Please transcribe each of the records below word for word.

-- start PROVIDED RECORDS --

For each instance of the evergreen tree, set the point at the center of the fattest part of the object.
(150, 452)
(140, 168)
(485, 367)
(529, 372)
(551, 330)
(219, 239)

-- end PROVIDED RECORDS --

# [RESULT FOR THIS TASK]
For each instance of the evergreen tree, set the point at the center of the fattest part of the object.
(150, 452)
(140, 168)
(485, 367)
(529, 372)
(551, 330)
(219, 239)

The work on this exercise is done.